***** SUPPLIED PASSAGE *****
I know "Should The Batman Kill?" is a popular topic of conversation for comics fans and Batman fans, and I'm strongly in the "Hell no, never" camp. Practically, it doesn't make a lot of sense, as if Batman did kill, his rogue's gallery would end up looking more like The Punisher's than that of, say, Spider-Man and The Flash. Personally, my explanation for why the Batman shouldn't kill would be that he swore an oath to his dead parents, maybe as a child, that he would never take a human life, never put anyone through what he went through (even if The Hatter or The Joker deserve to die, maybe they have friends and family?); I imagine that as he faces more and more evil, Batman will realize the practicality of occasionally having to kill his most monstrous foes, but he would take that vow to his parents so seriously that he wouldn't bend or break it, no matter how illogical it might seem (Because Batman's crazy; I used to like the "broken" conception of the character, but Grant Morrison andDean Trippe and other's have convinced me that Batman-as-crazy person may not be as good or even as likely a reading as the Batman-as-super-sane person, so now I think of Batman as an extremely mentally healthy genius, with only two real manifestations of insanity: His obsessive-compulsive need to label everything with a bat, and his pathological refusal to kill under any and all circumstances, up to and including doing really crazy shit, like resuscitating a dying Joker).

Anyway, Batman got so mad he almost killed someone here, which is fine—we've seen that happen, what, 9,000 times before? This instance struck me as a little apalling mainly because of what a mismatched fight it was—The Hatter, like The Penguin, isn't exactly in Batman's weight class, and here he doesn't even have any weapons or get in any good blows; it's a beatdown more than a fight. And because of the particularly false-sounding rhetoric that Alfred used to talk him out of it; surely a "What would your parents think if they saw you now?" or something in that vein would have been better than a "If you do kill this one mass-murderer, you're practically committing an act of terrorism." (Alfred, unlike Gordon or any of the Robins or the folks that generally talk Batman out of beating people to death when he's really pissed off is actually in the unique position to be able to effectively evoke the memory of Batman's parents).
***** ROWS *****
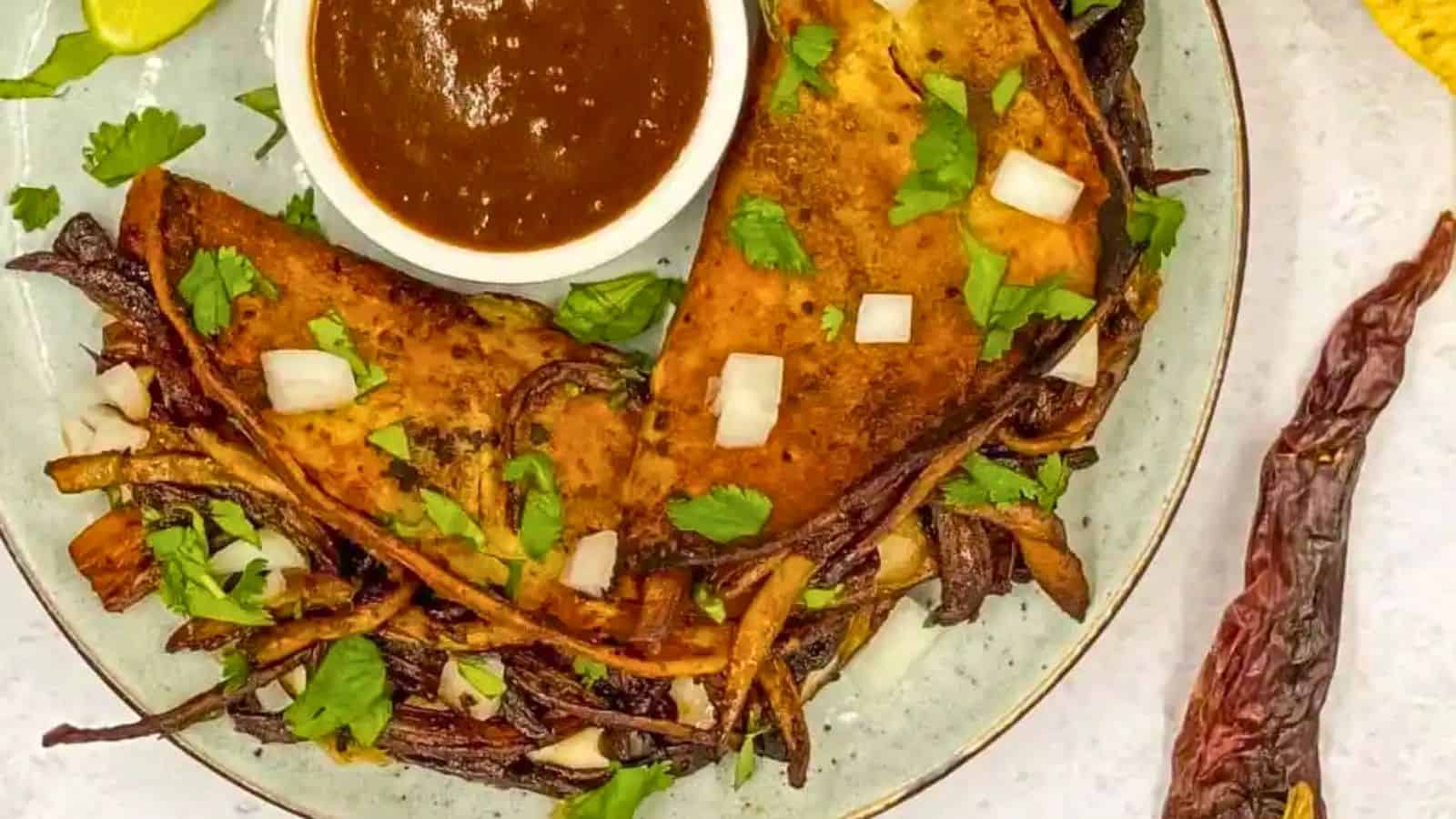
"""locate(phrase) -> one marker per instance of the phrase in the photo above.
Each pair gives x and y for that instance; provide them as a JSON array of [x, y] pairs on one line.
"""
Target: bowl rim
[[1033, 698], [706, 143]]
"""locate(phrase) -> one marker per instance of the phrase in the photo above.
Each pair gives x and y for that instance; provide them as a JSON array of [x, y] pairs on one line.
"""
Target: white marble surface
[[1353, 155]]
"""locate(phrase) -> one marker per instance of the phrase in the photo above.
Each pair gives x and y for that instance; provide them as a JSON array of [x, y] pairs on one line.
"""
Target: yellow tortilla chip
*****
§ **EXERCISE AIM**:
Carry on the commentary about whether Batman should kill, picking up after its final sentence. The material plays no part in what comes next.

§ **RESPONSE BELOW**:
5.) Batman doesn't do anything to stop The Mad Hatter. The weirdest thing about this story, for me anyway, was that once Batman learned that it was The Mad Hatter behind the rash of kidnappings discussed on the very first page of the story arc, and that he knows the Mad Hatter is using his mind control technology to "take" people, Batman doesn't sit down and start working on a way to counteract the mind-control tech.

They never really get in to how it works (radio waves? Wi-fi?), but a signal is sent from somewhere to all the other where's, giving The Hatter control of the actions of anyone wearing one of his hats. Batman figures this out pretty quickly, but he doesn't sit down at his work bench with some generic circuit boards and a little electrical tool with a blue light on the tip of it as expected, coming up with a countermeasure—some way to block are override the signal.

Instead, he spends him time searching for The Hatter via raiding warehouses and interrogating a Tweedle (why, couldn't he track the hat-signals?), and then going on a date.


THE UGLY

Van Sciver draws four of the six issues in this arc, and Kudranski the remaining two (The collection also includes Dark Knight Annual #1 by Hurwitz and Kudranki, in which Batman psychologically tortures but doesn't capture or arrest villains The Penguin, Scarecrow and Mat Hatter).

Kudranski is fucking terrible.

Beyond that, though, his art doesn't look the least bit like Van Sciver's, and he doesn't even stick to the designs Van Sciver has established for the characters, so no one and nothing looks alike in the two distinct views we're given within the storyline.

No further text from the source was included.